> _WHAT IS BEING ASKED_
Rewrite the entries below, replacing "Found at" with "Located at" wherever it appears and changing nothing else.

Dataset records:
<<<<
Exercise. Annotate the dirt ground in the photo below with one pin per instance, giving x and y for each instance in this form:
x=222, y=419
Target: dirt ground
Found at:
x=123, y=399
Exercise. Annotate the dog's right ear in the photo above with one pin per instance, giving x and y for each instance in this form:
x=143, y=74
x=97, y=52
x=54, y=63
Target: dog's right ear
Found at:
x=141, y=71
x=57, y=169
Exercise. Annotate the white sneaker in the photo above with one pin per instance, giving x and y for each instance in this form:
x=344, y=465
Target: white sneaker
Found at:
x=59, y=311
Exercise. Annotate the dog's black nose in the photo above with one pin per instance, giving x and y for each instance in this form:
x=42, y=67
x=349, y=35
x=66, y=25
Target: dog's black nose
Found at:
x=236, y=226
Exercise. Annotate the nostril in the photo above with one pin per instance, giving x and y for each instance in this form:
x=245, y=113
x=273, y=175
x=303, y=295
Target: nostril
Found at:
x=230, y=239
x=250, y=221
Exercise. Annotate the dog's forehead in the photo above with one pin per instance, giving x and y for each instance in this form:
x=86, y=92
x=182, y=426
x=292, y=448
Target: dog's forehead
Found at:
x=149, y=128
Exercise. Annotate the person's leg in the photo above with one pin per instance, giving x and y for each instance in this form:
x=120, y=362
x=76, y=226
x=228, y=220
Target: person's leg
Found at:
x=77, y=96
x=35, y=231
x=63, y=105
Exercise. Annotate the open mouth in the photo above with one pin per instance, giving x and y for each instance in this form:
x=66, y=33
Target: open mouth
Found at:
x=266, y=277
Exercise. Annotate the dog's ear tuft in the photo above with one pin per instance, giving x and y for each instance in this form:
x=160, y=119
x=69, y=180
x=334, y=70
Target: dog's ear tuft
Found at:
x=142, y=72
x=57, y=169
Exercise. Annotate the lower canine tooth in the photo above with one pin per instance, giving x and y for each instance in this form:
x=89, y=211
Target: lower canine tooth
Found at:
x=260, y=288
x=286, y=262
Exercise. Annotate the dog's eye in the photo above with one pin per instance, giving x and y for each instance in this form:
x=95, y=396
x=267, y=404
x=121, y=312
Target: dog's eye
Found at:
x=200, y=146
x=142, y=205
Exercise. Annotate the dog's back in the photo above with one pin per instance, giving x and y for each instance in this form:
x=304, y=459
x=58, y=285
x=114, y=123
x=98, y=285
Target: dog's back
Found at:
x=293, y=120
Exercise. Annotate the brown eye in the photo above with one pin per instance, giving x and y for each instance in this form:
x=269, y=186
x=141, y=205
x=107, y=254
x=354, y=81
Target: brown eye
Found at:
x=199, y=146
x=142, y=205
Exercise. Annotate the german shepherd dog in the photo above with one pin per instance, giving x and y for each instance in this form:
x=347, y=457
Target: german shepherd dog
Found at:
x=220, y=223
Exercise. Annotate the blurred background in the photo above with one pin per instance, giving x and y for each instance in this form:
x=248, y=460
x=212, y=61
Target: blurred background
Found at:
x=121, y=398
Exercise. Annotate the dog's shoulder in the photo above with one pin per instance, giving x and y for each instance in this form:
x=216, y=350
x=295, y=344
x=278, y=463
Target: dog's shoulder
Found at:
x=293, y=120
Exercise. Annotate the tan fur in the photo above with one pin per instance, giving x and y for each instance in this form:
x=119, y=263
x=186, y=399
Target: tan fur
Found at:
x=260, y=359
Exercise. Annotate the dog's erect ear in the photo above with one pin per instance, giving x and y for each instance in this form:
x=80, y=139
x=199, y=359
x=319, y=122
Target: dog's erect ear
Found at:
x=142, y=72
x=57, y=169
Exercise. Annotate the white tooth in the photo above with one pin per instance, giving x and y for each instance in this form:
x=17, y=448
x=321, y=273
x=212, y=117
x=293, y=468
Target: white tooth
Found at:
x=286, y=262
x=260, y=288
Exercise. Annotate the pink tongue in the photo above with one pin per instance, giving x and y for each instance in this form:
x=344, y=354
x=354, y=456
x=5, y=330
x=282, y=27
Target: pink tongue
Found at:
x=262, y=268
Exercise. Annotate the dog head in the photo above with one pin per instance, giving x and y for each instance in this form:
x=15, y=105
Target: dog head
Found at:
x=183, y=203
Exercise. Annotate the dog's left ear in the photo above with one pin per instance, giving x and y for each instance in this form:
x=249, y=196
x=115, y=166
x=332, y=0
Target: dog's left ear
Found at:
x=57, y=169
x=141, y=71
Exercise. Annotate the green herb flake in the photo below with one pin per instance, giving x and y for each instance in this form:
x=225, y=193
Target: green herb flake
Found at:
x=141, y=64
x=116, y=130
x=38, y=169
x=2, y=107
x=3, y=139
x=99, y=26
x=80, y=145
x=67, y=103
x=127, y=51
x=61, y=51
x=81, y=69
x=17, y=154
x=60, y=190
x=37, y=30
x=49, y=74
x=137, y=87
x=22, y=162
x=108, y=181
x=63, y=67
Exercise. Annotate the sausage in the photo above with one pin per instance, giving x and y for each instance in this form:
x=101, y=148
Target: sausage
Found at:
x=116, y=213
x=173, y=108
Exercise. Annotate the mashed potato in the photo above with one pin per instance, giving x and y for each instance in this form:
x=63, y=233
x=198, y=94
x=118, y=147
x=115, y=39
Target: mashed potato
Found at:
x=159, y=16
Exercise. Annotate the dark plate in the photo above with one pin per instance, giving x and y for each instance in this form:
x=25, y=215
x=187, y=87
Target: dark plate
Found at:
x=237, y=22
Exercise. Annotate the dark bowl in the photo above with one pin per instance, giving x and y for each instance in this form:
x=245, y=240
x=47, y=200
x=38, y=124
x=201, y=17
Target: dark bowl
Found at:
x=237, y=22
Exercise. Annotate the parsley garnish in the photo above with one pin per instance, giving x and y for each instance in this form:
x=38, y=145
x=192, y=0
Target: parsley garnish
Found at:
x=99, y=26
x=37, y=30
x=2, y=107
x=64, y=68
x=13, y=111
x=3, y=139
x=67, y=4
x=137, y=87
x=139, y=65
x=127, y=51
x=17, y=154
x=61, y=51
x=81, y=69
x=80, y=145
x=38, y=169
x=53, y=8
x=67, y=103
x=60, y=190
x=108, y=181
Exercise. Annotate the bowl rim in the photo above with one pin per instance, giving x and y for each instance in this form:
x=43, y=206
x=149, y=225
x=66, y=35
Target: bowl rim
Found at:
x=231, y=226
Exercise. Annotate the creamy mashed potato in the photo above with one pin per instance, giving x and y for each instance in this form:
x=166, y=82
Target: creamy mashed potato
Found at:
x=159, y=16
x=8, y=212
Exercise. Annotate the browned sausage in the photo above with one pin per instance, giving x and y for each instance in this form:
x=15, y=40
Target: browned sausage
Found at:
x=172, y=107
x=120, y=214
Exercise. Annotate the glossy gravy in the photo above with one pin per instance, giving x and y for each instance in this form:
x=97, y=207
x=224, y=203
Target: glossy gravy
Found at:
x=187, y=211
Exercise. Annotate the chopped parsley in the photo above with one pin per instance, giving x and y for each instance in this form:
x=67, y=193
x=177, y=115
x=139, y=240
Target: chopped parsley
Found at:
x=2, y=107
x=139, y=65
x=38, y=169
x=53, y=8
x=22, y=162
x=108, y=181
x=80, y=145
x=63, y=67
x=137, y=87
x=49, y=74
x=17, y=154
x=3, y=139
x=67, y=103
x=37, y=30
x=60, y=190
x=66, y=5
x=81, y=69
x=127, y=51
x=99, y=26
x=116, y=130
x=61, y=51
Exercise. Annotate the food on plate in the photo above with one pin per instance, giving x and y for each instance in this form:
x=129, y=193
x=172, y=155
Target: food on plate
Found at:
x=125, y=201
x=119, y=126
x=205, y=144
>>>>
> _SOLVED PROBLEM_
Exercise. Annotate the dirt ground in the photo below with one pin per instance, giving x and y for each instance in this form:
x=222, y=419
Target: dirt ground
Located at:
x=123, y=399
Exercise. Annotate the dog's right ear in the photo above with one pin per instance, giving x and y for each instance in this form:
x=143, y=74
x=97, y=52
x=54, y=63
Target: dog's right ear
Located at:
x=141, y=71
x=57, y=169
Exercise. Annotate the white sneaker in the photo above with one pin per instance, giving x and y for each instance in this form:
x=344, y=465
Target: white sneaker
Located at:
x=59, y=311
Exercise. Annotate the dog's black nose in the photo above with one pin per instance, giving x and y for each instance in this form:
x=42, y=67
x=349, y=35
x=66, y=25
Target: dog's black nose
Located at:
x=236, y=226
Exercise. Annotate the nostril in the photo above with one pin per instance, giving x and y for each instance in this form:
x=245, y=113
x=273, y=175
x=303, y=295
Target: nostril
Located at:
x=230, y=239
x=250, y=221
Exercise. Annotate the dog's forehead in the photo above with one pin per instance, giving x and y for each instance in this form:
x=86, y=92
x=182, y=426
x=292, y=448
Target: dog's forehead
Located at:
x=149, y=128
Exercise. Annotate the person's leg in the photo above with one pin per instance, giving x and y for each instance in this form:
x=120, y=362
x=76, y=226
x=228, y=220
Target: person's leg
Located at:
x=77, y=96
x=35, y=231
x=63, y=105
Exercise. Annotate the open mouth in the photo above with one pin per instance, giving x and y for each instance in this form:
x=66, y=33
Target: open mouth
Located at:
x=266, y=277
Exercise. Annotate the dog's ear tuft in the photo above with one pin per instance, giving x and y for each instance in this form:
x=160, y=119
x=69, y=180
x=334, y=70
Target: dog's ear tuft
Located at:
x=142, y=72
x=57, y=169
Exercise. Annotate the lower canine tooth in the photo above with one pin per instance, giving x and y for each instance in this form:
x=89, y=211
Target: lower canine tooth
Located at:
x=260, y=288
x=286, y=262
Exercise. Annotate the dog's eye in the photo above with one pin per instance, giving x and y for each instance in this form:
x=95, y=396
x=267, y=404
x=121, y=312
Target: dog's eye
Located at:
x=200, y=146
x=142, y=205
Exercise. Annotate the dog's back in the photo above with one pin per instance, giving x and y for each instance in this form:
x=304, y=459
x=58, y=285
x=114, y=123
x=98, y=285
Target: dog's back
Located at:
x=293, y=120
Exercise. Annotate the brown eye in the photo above with one pin per instance, giving x and y for each instance in this form:
x=269, y=186
x=141, y=205
x=107, y=254
x=354, y=81
Target: brown eye
Located at:
x=199, y=146
x=142, y=205
Exercise. Annotate the german shepherd dog in the photo above with one pin per instance, giving x and y for each instance in this form:
x=347, y=457
Target: german shepherd dog
Located at:
x=220, y=223
Exercise. Annotate the blurred background in the photo above with one pin per instance, giving x and y for each instance in this form:
x=248, y=460
x=212, y=61
Target: blurred background
Located at:
x=121, y=398
Exercise. Annotate the dog's shoulder in the photo above with one pin per instance, giving x and y for each instance in this form:
x=216, y=350
x=295, y=344
x=278, y=463
Target: dog's shoulder
Located at:
x=293, y=120
Exercise. Annotate the tan fur in the photo above with one pin per instance, giving x and y for each instance in this form:
x=119, y=263
x=186, y=399
Target: tan fur
Located at:
x=260, y=359
Exercise. Annotate the dog's erect ear in the photo above with one pin per instance, giving x and y for each instance in this form:
x=80, y=139
x=199, y=359
x=319, y=122
Target: dog's erect ear
Located at:
x=142, y=72
x=57, y=169
Exercise. Annotate the white tooth in the photo above with one pin per instance, giving x and y for each instance in this form:
x=17, y=448
x=321, y=273
x=212, y=117
x=293, y=468
Target: white tooth
Located at:
x=286, y=262
x=260, y=288
Exercise. Annotate the pink tongue in the photo above with one pin per instance, giving x and y for each instance in this form:
x=344, y=354
x=354, y=456
x=5, y=330
x=282, y=27
Target: pink tongue
Located at:
x=262, y=268
Exercise. Annotate the dog head in the photo above with one pin per instance, giving x and y for each instance in this form:
x=15, y=105
Target: dog head
Located at:
x=183, y=203
Exercise. Annotate the dog's left ear in the photo above with one pin per instance, giving x and y for each instance in this form:
x=249, y=196
x=115, y=166
x=332, y=0
Target: dog's left ear
Located at:
x=57, y=169
x=141, y=71
Exercise. Annotate the green herb flake in the photo below with one pin per instance, giving x and y for each instance in this form:
x=225, y=193
Target: green herb flake
Located at:
x=141, y=64
x=116, y=130
x=38, y=169
x=2, y=107
x=3, y=139
x=99, y=26
x=80, y=145
x=67, y=103
x=127, y=51
x=61, y=51
x=81, y=69
x=17, y=154
x=60, y=190
x=37, y=30
x=49, y=74
x=137, y=87
x=22, y=162
x=108, y=181
x=63, y=67
Exercise. Annotate the sausage in the photo above with one pin per instance, giving x and y for each instance in this form:
x=101, y=148
Target: sausage
Located at:
x=116, y=213
x=173, y=108
Exercise. Annotate the mashed potato in the photo above with one pin per instance, giving x and y for each instance in this form:
x=63, y=233
x=198, y=94
x=118, y=147
x=115, y=39
Target: mashed potato
Located at:
x=159, y=16
Exercise. Annotate the dark plate in the photo above with one pin per instance, giving x and y for each instance in this form:
x=25, y=215
x=187, y=87
Target: dark plate
Located at:
x=237, y=22
Exercise. Annotate the dark bowl in the photo above with one pin per instance, giving x and y for each instance in this form:
x=245, y=240
x=47, y=200
x=38, y=124
x=201, y=17
Target: dark bowl
Located at:
x=237, y=22
Exercise. Annotate the parsley garnish in the photo above with one pin per instance, giving x and y for each instance in this form:
x=38, y=145
x=192, y=0
Target: parsley garnish
Located at:
x=99, y=26
x=37, y=30
x=2, y=107
x=64, y=68
x=13, y=111
x=3, y=139
x=67, y=4
x=137, y=87
x=139, y=65
x=127, y=51
x=17, y=154
x=61, y=51
x=81, y=69
x=80, y=145
x=38, y=169
x=53, y=8
x=67, y=103
x=60, y=190
x=108, y=181
Exercise. Annotate the bowl rim in the photo above with one pin per instance, giving x and y for each instance in this form:
x=43, y=206
x=149, y=225
x=66, y=35
Target: bowl rim
Located at:
x=231, y=226
Exercise. Annotate the creamy mashed potato in the photo above with one pin per instance, giving x and y for each instance in this form:
x=166, y=82
Target: creamy mashed potato
Located at:
x=159, y=16
x=8, y=212
Exercise. Annotate the browned sausage in the photo above with one pin per instance, giving x and y for each instance in this form:
x=15, y=40
Target: browned sausage
Located at:
x=172, y=107
x=120, y=214
Exercise. Annotate the glossy gravy in the photo above with one pin per instance, giving x and y for each instance in this form:
x=97, y=207
x=224, y=203
Target: glossy gravy
Located at:
x=187, y=211
Exercise. Annotate the chopped parsley in the photo above with one pin per instance, giving x and y for each instance in this form:
x=67, y=193
x=177, y=115
x=139, y=240
Target: chopped parsley
Located at:
x=2, y=107
x=139, y=65
x=38, y=169
x=53, y=8
x=22, y=162
x=108, y=181
x=80, y=145
x=63, y=67
x=137, y=87
x=49, y=74
x=17, y=154
x=3, y=139
x=67, y=103
x=37, y=30
x=60, y=190
x=66, y=5
x=81, y=69
x=127, y=51
x=99, y=26
x=116, y=130
x=61, y=51
Exercise. Annotate the food on plate in the photo above with one pin per instance, giving x and y for each instance in this form:
x=129, y=193
x=172, y=155
Target: food on plate
Located at:
x=125, y=201
x=119, y=126
x=205, y=144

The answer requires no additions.